● **CONSIGNES À SUIVRE**
• 1. Reproduisez sans aucune modification le passage du document allant de « - qu'à cette » à « montant de 102 €. ».
• 2. Pour chacune des affirmations suivantes, indiquez si le document la confirme, en répondant par oui ou par non et en citant mot pour mot les termes du document qui permettent de trancher. (a) Selon l'article 2224 du code civil, les actions personnelles ou mobilières se prescrivent par cinq ans. (b) Le prêt de 143 318 € comportait un différé d'amortissement d'une durée maximale de 24 mois. (c) Les époux X... soutiennent que le caractère dommageable des faits leur est apparu dès 2010.

MOTIFS DE LA DÉCISION

Sur la prescription

Le CRÉDIT AGRICOLE fait valoir que la prescription de l'action en responsabilité contractuelle dirigée contre un établissement bancaire à raison d'un manquement à son devoir de mise en garde court à compter de l'octroi du crédit, le dommage se manifestant dès l'octroi des crédits.

Les époux X... soutiennent :

- que le caractère dommageable des faits ne leur est apparu qu'en 2011 lorsque le CRÉDIT AGRICOLE leur a proposé de restructurer les crédits,

- que l'octroi du prêt du 27 décembre 2011 constitue le point de départ de la prescription de l'action 'en ce qui concerne l'octroi du prêt ou le soutien abusif de la banque',

- qu'à cette date, leurs revenus n'étaient que de 2 344,73 € alors que l'échéance mensuelle due à compter du 9 janvier 2012 était de 1 377 € outre celle du prêt à la consommation d'un montant de 102 €.

Selon l'article 2224 du code civil, les actions personnelles ou mobilières se prescrivent par cinq ans à compter du jour où le titulaire d'un droit a connu ou aurait dû connaître les faits lui permettant de l'exercer.

Il en résulte que la prescription d'une action en responsabilité contractuelle court à compter de la réalisation du dommage ou de la date à laquelle il est révélé à la victime, si celle-ci établit qu'elle n'en avait pas eu précédemment connaissance.

Le dommage résultant d'un manquement à l'obligation de mise en garde, d'information et de conseil consistant en la perte de la chance de ne pas contracter ou d'éviter le risque qui s'est réalisé se manifeste dès l'octroi du crédit, à moins que l'emprunteur ne démontre qu'il pouvait, à cette date, légitimement ignorer ce dommage.

En l'espèce, si le prêt de 143 318 € comportait un différé d'amortissement d'une durée maximale de 36 mois, destiné à permettre l'édification de l'immeuble, limitant le montant des échéances à 521,34 €, le montant de l'échéance à l'issue de ce différé ne passait qu'à 678,81 € soit une augmentation de 157,47 € à laquelle s'ajoutait la somme de 137,73 €, montant de l'échéance du prêt de 25 163 €, et la somme de 102,01 €, montant de l'échéance du crédit à la consomation, tous deux souscrits en septembre 2010 alors que, concomitamment, les emprunteurs devaient se trouver déchargés du paiement d'un loyer.

● **DONNÉES FOURNIES**

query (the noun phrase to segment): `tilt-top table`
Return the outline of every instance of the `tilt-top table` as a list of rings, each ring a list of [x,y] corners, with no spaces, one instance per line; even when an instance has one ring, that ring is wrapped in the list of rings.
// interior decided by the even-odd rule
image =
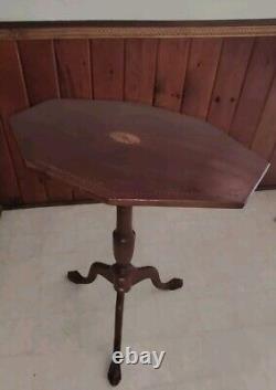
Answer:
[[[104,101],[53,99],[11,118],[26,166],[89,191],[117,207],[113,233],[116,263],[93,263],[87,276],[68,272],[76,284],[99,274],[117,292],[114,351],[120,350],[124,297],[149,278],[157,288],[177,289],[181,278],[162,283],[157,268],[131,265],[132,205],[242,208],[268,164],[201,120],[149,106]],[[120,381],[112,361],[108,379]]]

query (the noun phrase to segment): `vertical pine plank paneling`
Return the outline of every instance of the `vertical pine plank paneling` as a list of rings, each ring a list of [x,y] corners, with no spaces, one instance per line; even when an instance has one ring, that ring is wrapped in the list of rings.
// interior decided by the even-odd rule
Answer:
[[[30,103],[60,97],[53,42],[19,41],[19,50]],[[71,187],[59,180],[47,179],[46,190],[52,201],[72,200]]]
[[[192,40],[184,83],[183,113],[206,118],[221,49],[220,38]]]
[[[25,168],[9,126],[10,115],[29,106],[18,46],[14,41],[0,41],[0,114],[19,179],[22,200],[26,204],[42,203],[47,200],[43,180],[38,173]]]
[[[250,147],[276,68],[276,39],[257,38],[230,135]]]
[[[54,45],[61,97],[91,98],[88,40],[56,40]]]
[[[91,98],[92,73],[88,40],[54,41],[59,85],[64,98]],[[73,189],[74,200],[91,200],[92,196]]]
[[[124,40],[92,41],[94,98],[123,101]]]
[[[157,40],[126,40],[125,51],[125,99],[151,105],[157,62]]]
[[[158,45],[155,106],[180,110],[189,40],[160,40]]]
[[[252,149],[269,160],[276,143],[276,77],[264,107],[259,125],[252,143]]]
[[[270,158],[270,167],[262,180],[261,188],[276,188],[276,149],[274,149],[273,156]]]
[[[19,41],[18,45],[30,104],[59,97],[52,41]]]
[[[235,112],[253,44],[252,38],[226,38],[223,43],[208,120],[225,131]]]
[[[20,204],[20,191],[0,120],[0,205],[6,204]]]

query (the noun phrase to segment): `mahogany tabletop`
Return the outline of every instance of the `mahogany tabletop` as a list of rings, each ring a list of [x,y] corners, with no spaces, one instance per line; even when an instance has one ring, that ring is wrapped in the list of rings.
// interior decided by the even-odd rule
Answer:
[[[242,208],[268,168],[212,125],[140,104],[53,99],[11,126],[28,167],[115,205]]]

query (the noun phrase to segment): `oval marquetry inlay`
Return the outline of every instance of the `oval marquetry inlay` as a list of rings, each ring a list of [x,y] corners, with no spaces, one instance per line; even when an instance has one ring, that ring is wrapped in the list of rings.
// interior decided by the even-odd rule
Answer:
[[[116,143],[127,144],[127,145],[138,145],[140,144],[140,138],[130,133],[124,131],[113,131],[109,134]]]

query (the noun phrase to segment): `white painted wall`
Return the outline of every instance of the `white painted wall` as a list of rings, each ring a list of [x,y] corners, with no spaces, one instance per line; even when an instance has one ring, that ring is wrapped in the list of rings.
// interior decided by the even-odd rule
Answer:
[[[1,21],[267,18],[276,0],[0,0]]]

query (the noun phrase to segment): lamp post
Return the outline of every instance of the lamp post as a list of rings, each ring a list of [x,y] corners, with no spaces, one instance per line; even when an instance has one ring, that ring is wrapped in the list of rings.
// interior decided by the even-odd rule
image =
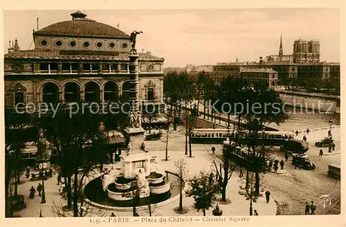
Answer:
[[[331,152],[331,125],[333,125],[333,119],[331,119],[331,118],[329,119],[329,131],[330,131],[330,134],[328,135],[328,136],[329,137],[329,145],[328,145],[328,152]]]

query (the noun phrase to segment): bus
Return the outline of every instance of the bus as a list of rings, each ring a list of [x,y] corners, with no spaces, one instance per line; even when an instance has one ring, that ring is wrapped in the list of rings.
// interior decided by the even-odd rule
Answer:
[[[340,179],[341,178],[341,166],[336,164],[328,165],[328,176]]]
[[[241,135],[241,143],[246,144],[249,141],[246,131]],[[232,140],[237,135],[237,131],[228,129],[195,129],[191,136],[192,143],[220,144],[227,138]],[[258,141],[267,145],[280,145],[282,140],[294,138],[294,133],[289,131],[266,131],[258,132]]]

...

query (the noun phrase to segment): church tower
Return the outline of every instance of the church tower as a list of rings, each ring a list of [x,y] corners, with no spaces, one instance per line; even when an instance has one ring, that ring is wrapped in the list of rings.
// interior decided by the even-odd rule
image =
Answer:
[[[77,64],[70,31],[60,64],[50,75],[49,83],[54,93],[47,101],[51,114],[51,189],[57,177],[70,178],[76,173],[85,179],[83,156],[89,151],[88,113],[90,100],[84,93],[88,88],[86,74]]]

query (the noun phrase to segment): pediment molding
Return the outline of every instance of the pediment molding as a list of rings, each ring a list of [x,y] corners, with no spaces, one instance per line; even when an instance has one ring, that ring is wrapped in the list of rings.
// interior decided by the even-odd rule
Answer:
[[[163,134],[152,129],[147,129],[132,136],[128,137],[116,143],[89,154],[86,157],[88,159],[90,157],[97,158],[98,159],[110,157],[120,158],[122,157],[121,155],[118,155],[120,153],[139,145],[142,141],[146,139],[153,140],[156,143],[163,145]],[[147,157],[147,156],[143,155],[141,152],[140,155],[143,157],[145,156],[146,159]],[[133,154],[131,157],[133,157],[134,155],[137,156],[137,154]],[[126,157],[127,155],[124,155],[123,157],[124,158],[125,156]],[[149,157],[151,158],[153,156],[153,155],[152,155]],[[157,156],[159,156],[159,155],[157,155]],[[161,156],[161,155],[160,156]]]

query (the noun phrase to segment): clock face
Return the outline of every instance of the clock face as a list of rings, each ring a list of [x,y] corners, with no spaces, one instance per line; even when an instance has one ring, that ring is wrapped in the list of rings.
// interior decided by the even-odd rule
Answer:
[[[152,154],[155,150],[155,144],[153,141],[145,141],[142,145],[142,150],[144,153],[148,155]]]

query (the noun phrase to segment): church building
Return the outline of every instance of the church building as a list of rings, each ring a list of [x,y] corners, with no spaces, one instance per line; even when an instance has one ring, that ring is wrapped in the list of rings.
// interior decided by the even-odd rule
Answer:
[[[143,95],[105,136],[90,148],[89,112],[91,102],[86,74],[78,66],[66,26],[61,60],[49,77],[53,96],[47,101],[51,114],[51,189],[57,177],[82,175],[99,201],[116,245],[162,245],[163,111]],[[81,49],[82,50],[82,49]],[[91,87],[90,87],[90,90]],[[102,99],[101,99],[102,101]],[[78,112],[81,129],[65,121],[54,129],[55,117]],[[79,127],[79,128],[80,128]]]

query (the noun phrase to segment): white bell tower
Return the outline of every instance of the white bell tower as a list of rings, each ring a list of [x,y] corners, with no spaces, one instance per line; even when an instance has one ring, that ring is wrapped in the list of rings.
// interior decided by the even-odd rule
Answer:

...

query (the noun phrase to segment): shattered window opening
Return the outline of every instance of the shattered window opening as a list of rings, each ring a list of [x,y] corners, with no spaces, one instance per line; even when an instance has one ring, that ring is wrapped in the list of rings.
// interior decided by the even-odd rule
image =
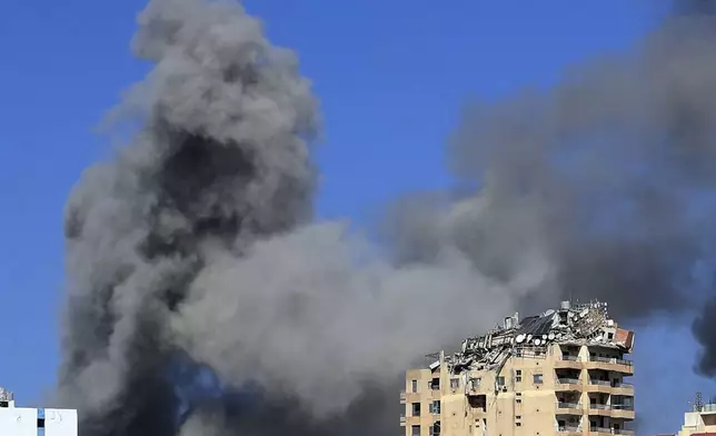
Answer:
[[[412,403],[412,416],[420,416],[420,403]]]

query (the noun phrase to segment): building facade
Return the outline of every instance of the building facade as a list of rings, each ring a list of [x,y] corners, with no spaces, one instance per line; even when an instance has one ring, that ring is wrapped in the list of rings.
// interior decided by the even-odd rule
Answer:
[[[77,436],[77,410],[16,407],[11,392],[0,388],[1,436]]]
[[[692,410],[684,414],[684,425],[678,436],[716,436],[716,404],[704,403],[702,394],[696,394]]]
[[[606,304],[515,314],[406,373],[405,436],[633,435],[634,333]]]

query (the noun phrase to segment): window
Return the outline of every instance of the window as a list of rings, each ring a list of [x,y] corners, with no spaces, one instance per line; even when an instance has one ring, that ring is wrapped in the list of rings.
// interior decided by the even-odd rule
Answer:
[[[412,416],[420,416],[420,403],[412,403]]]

● **RÉPONSES PAR CONSIGNE**
• 1.
- qu'à cette date, leurs revenus n'étaient que de 2 344,73 € alors que l'échéance mensuelle due à compter du 9 janvier 2012 était de 1 377 € outre celle du prêt à la consommation d'un montant de 102 €.

• 2.
(a) Oui : « les actions personnelles ou mobilières se prescrivent par cinq ans ».
(b) Non : « d'une durée maximale de 36 mois ».
(c) Non : « le caractère dommageable des faits ne leur est apparu qu'en 2011 ».